» TASK REQUIREMENTS
Scan the material for "Outline". Copy every line it appears in.

╭─ DATA SHOWN

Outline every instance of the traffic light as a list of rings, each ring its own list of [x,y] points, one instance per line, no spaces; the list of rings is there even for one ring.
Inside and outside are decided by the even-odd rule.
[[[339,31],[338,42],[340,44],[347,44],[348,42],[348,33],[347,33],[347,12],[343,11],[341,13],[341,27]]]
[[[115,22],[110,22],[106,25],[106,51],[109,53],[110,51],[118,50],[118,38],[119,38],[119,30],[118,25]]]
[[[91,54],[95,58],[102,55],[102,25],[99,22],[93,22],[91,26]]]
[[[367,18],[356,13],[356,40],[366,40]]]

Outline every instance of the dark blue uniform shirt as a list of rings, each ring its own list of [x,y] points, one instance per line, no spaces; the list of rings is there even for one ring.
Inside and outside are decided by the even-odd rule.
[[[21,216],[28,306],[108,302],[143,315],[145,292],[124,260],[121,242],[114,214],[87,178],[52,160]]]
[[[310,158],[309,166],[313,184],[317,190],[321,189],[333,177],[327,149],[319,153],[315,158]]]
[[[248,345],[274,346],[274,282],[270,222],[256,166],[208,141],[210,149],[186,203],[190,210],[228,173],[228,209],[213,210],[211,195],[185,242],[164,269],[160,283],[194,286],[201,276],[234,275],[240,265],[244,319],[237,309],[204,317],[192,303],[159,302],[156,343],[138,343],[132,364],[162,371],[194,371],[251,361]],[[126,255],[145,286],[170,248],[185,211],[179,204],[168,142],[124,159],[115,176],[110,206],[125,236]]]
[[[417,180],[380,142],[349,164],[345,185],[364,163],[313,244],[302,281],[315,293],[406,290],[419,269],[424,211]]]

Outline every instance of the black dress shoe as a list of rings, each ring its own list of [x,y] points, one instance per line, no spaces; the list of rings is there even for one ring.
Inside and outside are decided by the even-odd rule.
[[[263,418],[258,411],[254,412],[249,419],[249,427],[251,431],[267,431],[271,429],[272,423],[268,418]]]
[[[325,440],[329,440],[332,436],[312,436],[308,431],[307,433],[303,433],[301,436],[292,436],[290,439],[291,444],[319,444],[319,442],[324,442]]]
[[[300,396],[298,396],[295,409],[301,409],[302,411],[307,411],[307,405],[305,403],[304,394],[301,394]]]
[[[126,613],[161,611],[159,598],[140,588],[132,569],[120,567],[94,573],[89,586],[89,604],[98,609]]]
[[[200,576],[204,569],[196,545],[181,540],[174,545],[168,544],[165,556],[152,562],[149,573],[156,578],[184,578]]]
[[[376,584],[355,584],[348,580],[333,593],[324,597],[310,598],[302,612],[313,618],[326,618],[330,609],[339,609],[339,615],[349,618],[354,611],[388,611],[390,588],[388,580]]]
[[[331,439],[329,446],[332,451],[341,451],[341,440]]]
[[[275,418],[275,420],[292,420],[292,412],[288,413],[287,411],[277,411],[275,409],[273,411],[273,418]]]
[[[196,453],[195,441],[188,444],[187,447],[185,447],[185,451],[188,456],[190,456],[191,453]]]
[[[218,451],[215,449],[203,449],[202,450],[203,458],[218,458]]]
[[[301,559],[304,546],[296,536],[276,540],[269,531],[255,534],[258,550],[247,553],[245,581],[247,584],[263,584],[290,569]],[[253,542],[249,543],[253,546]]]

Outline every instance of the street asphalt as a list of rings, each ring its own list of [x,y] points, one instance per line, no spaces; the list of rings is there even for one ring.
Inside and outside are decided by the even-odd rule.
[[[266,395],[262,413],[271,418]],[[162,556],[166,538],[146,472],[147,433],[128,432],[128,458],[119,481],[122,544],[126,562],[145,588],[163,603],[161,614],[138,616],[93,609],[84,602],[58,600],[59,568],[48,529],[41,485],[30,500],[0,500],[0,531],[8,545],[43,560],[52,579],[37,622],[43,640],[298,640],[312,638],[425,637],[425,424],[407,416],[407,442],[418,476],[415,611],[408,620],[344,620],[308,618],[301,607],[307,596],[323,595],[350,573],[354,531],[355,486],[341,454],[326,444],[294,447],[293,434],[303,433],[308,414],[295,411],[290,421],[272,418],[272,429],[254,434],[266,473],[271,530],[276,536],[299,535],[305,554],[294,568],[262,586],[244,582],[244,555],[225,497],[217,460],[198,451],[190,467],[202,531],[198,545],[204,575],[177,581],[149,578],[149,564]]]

╰─

» TASK OUTPUT
Outline every instance of the traffic light as a list of rings, each ring its own list of [x,y] points, one instance per line, no spaces; the list of rings is there even for one ring.
Outline every instance of the dark blue uniform shirt as a list of rings, each ring its own list of [x,y] points, one instance per line, no spaces; the list of rings is there even for one ring.
Outline every instance of the black dress shoe as a list of rings, each ring its own list of [x,y] points, one instance per line, no spaces; the list of rings is there even for one ring.
Outline every instance of the street asphalt as a list of rings, each ring its own list of [x,y] points, one instance per line, no spaces; the list of rings is there even for one ring.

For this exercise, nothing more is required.